## EXERCISE DIRECTIONS
Include in the output the line containing "[locate] woman in" and each subsequent line of the records, through the end, transcribed exactly. Add nothing else.

(Labeled-object pointing entries)
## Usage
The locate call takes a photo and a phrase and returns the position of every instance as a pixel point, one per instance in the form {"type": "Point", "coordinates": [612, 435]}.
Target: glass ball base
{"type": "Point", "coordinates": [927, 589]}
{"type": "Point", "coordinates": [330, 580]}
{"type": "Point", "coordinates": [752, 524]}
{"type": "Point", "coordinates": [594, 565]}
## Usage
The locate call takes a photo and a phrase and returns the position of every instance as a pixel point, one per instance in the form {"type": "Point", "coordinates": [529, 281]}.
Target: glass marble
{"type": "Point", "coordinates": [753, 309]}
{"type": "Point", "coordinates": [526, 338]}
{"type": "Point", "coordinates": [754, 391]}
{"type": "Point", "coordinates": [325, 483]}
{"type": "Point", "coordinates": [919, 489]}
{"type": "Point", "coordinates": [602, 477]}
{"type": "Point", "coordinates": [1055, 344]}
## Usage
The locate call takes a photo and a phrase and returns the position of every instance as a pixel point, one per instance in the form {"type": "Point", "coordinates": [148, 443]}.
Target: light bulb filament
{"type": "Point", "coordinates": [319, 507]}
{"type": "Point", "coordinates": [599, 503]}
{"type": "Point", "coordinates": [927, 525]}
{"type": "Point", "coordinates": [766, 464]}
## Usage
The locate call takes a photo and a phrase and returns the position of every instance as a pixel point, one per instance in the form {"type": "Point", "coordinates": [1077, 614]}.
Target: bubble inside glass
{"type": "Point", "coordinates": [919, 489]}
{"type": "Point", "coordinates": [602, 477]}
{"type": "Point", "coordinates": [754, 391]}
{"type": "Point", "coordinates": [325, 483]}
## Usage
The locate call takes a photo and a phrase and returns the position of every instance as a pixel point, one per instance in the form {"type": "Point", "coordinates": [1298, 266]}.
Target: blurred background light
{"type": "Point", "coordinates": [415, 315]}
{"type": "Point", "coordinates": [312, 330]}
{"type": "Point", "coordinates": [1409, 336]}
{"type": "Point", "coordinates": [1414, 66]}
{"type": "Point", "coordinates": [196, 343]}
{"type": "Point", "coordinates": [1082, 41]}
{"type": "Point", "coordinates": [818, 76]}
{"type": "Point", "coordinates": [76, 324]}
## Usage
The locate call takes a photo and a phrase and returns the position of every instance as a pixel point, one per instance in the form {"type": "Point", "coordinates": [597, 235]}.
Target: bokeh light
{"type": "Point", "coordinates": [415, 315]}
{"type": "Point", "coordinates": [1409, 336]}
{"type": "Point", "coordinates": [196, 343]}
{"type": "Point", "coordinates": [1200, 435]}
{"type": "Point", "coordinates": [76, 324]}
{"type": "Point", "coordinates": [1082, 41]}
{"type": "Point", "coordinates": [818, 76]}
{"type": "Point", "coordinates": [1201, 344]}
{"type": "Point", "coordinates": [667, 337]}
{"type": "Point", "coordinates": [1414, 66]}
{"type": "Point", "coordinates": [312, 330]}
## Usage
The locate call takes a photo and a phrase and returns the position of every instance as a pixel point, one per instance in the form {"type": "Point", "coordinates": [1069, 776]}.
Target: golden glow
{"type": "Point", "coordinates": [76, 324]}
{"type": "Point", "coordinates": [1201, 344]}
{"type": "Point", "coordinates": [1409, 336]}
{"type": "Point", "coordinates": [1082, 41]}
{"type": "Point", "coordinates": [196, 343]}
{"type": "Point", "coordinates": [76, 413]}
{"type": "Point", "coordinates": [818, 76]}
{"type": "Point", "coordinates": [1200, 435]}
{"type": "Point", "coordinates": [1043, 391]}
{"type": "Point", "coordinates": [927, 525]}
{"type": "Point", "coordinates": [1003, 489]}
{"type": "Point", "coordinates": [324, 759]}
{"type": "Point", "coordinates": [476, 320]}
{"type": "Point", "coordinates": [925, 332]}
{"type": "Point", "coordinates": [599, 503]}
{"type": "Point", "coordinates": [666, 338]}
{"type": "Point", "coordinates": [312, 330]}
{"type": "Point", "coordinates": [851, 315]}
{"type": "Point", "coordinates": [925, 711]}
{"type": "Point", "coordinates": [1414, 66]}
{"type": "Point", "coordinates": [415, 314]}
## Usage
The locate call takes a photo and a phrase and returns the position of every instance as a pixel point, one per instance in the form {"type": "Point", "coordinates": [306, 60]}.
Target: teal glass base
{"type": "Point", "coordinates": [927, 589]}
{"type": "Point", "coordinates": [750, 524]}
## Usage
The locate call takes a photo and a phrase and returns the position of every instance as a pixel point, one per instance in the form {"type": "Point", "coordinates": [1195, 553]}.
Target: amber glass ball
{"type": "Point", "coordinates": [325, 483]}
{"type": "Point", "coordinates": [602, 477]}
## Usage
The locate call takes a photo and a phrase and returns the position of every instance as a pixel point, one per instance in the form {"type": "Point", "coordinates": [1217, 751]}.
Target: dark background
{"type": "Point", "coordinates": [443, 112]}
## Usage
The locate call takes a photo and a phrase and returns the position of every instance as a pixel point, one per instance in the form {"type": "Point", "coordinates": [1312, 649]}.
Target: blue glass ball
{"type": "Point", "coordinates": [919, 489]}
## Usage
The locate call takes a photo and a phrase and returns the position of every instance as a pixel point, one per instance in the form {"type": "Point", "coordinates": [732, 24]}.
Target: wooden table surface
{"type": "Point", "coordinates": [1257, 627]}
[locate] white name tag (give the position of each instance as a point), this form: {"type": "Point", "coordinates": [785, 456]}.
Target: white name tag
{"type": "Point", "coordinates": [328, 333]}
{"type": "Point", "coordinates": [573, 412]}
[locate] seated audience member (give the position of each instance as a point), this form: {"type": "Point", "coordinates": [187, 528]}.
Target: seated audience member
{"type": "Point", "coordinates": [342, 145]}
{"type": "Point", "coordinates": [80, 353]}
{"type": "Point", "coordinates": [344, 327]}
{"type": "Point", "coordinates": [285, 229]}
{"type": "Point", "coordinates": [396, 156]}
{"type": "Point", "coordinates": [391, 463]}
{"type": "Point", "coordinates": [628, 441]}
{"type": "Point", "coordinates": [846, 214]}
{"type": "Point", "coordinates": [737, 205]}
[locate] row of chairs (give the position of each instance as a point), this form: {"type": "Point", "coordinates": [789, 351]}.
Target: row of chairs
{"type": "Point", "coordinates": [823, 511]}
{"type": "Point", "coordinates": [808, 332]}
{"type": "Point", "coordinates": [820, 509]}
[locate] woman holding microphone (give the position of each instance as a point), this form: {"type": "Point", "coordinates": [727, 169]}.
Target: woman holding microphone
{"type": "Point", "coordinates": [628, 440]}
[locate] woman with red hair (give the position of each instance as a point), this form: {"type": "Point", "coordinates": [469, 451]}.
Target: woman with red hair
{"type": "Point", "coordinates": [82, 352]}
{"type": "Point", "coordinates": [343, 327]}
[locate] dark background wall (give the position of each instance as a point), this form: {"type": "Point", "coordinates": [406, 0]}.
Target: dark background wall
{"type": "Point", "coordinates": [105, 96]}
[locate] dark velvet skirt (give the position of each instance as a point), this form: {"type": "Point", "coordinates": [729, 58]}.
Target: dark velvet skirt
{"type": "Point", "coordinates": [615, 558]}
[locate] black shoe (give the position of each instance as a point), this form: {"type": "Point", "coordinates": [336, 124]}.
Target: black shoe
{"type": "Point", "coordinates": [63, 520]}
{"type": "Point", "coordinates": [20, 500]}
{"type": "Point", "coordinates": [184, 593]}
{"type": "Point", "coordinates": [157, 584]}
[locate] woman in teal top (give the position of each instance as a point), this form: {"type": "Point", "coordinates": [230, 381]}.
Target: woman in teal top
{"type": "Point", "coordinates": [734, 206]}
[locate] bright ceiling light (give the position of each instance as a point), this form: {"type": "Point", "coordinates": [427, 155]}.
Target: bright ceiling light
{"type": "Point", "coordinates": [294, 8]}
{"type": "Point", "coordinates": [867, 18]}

## RESULT OF THIS TASK
[locate] woman in teal top (give the position of each instance as a point), this form: {"type": "Point", "coordinates": [230, 381]}.
Target: woman in teal top
{"type": "Point", "coordinates": [734, 206]}
[locate] bright ceiling light (give the position of each instance as a point), this form: {"type": "Point", "coordinates": [427, 155]}.
Target: bright ceiling light
{"type": "Point", "coordinates": [294, 8]}
{"type": "Point", "coordinates": [867, 18]}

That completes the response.